Volvamos un poco al pasado, a Europa y Estados Unidos de mediados del siglo XIX hasta principios del XX. Era el apogeo de la industrialización. Países como Inglaterra, Francia y Estados Unidos competían por modernizar sus economías al ritmo de las máquinas. Las mujeres, especialmente las pobres e inmigrantes, se convirtieron en la mano de obra preferida, sobre todo en las fábricas textiles.  Esto no significa, como lo ha señalado la historiadora Joan Scott, que en el período previo a la industrialización las mujeres no trabajaran fuera de sus casas. Desde siglos atrás, casadas o solteras de las clases más empobrecidas ya combinaban las tareas del hogar con la generación de dinero en sectores precarios, como domésticas, niñeras, lavanderas, en talleres de metalurgia, de alfarería y de confección de ropa, de seda, de encaje. Lo que ocurrió fue la incorporación a la producción de capital de algunas de las actividades tradicionalmente femeninas; esas consideradas antes como “no productivas”. Entre ellas, las labores de aguja. Esto significó mercantilizar ese trabajo como uno que requería de menos habilidades y fuerza y, por lo tanto, de menos paga. De esta manera se identificó la mano de obra femenina con ciertos empleos: los que tenían salarios más bajos, las jornadas más largas y poca o nula seguridad.

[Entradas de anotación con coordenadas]
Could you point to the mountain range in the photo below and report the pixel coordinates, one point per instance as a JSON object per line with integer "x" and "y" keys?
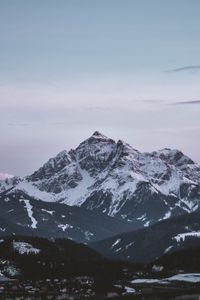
{"x": 101, "y": 189}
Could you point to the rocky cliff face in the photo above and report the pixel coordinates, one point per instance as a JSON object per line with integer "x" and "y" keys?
{"x": 113, "y": 178}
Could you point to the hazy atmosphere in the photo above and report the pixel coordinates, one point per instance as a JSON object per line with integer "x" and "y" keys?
{"x": 129, "y": 69}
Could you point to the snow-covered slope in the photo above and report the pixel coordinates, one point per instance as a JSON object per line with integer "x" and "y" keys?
{"x": 115, "y": 179}
{"x": 148, "y": 244}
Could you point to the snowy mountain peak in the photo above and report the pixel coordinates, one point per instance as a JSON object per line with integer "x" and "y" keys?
{"x": 99, "y": 135}
{"x": 174, "y": 157}
{"x": 4, "y": 176}
{"x": 115, "y": 179}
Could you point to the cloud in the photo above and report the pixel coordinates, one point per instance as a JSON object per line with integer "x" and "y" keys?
{"x": 185, "y": 68}
{"x": 192, "y": 102}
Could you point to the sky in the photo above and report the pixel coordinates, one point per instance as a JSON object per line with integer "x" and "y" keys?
{"x": 127, "y": 68}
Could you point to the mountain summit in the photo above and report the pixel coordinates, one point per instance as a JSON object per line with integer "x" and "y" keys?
{"x": 114, "y": 179}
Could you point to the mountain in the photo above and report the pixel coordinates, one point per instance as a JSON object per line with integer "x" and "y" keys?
{"x": 110, "y": 179}
{"x": 29, "y": 257}
{"x": 22, "y": 214}
{"x": 4, "y": 176}
{"x": 187, "y": 260}
{"x": 146, "y": 245}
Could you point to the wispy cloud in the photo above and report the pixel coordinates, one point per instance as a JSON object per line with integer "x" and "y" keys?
{"x": 185, "y": 68}
{"x": 192, "y": 102}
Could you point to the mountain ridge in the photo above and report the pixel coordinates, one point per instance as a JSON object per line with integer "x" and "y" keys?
{"x": 115, "y": 179}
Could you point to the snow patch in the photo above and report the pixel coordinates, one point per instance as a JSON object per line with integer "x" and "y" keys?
{"x": 181, "y": 236}
{"x": 30, "y": 213}
{"x": 25, "y": 248}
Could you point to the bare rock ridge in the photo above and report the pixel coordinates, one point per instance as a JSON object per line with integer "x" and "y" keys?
{"x": 114, "y": 180}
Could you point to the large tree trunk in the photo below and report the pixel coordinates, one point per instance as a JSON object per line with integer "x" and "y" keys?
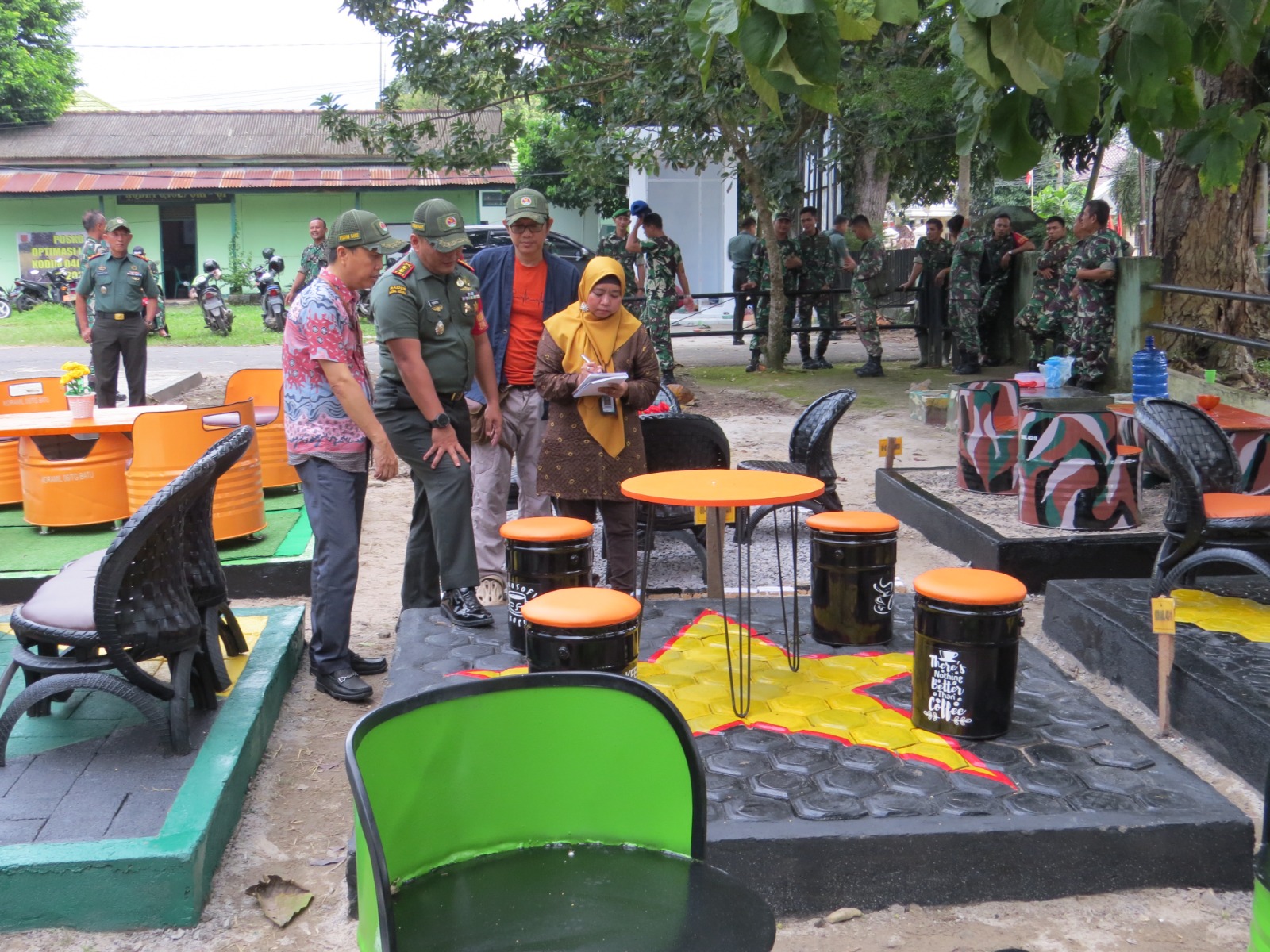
{"x": 873, "y": 184}
{"x": 1206, "y": 243}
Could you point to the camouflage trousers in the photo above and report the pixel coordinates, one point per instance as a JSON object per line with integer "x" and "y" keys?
{"x": 1041, "y": 324}
{"x": 964, "y": 321}
{"x": 825, "y": 319}
{"x": 657, "y": 319}
{"x": 1090, "y": 343}
{"x": 867, "y": 325}
{"x": 759, "y": 342}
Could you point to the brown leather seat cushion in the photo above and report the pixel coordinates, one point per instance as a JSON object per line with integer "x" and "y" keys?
{"x": 67, "y": 600}
{"x": 264, "y": 416}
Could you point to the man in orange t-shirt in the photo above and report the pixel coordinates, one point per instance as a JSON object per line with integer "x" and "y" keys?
{"x": 521, "y": 286}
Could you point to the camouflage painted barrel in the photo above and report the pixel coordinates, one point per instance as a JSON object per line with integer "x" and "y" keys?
{"x": 582, "y": 630}
{"x": 1071, "y": 475}
{"x": 852, "y": 577}
{"x": 967, "y": 624}
{"x": 987, "y": 436}
{"x": 543, "y": 554}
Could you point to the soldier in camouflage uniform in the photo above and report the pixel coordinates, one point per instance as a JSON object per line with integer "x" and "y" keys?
{"x": 313, "y": 259}
{"x": 964, "y": 300}
{"x": 1091, "y": 273}
{"x": 615, "y": 247}
{"x": 818, "y": 274}
{"x": 160, "y": 325}
{"x": 933, "y": 259}
{"x": 868, "y": 263}
{"x": 761, "y": 278}
{"x": 995, "y": 277}
{"x": 664, "y": 264}
{"x": 1041, "y": 317}
{"x": 94, "y": 244}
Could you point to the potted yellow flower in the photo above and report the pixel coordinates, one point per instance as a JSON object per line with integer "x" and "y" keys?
{"x": 79, "y": 395}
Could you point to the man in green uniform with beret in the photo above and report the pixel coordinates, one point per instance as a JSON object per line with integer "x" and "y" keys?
{"x": 432, "y": 344}
{"x": 117, "y": 282}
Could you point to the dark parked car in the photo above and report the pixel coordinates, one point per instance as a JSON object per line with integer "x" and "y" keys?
{"x": 495, "y": 235}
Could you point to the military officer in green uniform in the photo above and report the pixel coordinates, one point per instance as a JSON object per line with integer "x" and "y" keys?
{"x": 761, "y": 278}
{"x": 116, "y": 283}
{"x": 94, "y": 244}
{"x": 1090, "y": 274}
{"x": 160, "y": 325}
{"x": 615, "y": 247}
{"x": 432, "y": 344}
{"x": 1041, "y": 317}
{"x": 818, "y": 274}
{"x": 869, "y": 263}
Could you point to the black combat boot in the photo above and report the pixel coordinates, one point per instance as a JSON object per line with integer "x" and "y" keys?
{"x": 870, "y": 368}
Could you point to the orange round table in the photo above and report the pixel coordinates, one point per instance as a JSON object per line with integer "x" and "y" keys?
{"x": 718, "y": 490}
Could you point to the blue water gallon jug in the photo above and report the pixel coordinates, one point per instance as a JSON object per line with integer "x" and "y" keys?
{"x": 1149, "y": 372}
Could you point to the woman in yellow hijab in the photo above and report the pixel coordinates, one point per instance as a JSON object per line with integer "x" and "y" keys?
{"x": 592, "y": 443}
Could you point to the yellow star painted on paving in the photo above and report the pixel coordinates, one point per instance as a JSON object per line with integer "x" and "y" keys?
{"x": 827, "y": 696}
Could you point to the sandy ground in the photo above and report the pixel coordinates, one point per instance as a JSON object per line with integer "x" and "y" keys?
{"x": 298, "y": 814}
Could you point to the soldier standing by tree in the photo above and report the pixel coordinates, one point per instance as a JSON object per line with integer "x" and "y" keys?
{"x": 615, "y": 247}
{"x": 965, "y": 296}
{"x": 819, "y": 271}
{"x": 664, "y": 263}
{"x": 1041, "y": 317}
{"x": 761, "y": 278}
{"x": 995, "y": 274}
{"x": 1091, "y": 273}
{"x": 867, "y": 266}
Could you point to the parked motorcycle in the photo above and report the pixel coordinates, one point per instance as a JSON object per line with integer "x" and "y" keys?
{"x": 54, "y": 289}
{"x": 272, "y": 310}
{"x": 216, "y": 314}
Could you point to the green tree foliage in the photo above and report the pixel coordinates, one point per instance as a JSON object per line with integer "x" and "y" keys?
{"x": 1039, "y": 69}
{"x": 545, "y": 156}
{"x": 37, "y": 61}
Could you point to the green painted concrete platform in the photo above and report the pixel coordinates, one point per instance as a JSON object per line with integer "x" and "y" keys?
{"x": 276, "y": 565}
{"x": 160, "y": 880}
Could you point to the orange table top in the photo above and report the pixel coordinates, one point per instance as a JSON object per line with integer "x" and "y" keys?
{"x": 722, "y": 488}
{"x": 1229, "y": 418}
{"x": 54, "y": 423}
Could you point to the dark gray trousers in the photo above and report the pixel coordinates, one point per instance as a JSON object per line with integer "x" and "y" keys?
{"x": 334, "y": 501}
{"x": 112, "y": 340}
{"x": 441, "y": 547}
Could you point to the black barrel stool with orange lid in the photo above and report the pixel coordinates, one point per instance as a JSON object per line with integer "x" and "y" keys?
{"x": 852, "y": 577}
{"x": 582, "y": 630}
{"x": 544, "y": 552}
{"x": 967, "y": 624}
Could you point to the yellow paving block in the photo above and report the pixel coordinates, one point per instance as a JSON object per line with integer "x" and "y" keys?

• TAREA INDICADA 1:
En el texto sobre el trabajo de las mujeres durante la industrialización, ¿qué actividad tradicionalmente femenina se pone como ejemplo de las que se incorporaron a la producción de capital?
• TAREA INDICADA 2:
Prosigue el texto sobre el trabajo de las mujeres durante la industrialización a partir de su última oración.

• RESPUESTA 1:
Las labores de aguja.

• RESPUESTA 2:
Para la primera década del siglo XX, algunas obreras ya llevaban años organizadas en sindicatos en Europa y Estados Unidos, haciendo huelgas por las pésimas condiciones de trabajo, por la brecha salarial entre hombres y mujeres y por el derecho a pronunciarse a través del voto. En 1908, alrededor de 15 mil obreras pararon y marcharon en New York. En 1910, las mujeres de la Internacional Socialistas declararon en Copenhague la conmemoración cada año del Día Internacional de la Mujer. En la reunión de marzo de 1911 quedó establecido el día 19 de marzo. Seis días después, en el Lower East de New York se incendió la fábrica de confección Triangle, donde murieron 143 personas. 120 eran obreras, todas jóvenes y adolescentes e inmigrantes. Este episodio marcó un límite en Estados Unidos y significó una reforma laboral sin precedentes en las condiciones de trabajo para las mujeres y para los hombres también. Años después, en plena Primera Guerra Mundial y en el preámbulo del derrocamiento del Zar, las obreras rusas llevaron acabo una de las huelgas más importantes en 1917. En conmemoración a todos estos sucesos, en 1975 la ONU oficializó el 8 de marzo como el Día de la Mujer.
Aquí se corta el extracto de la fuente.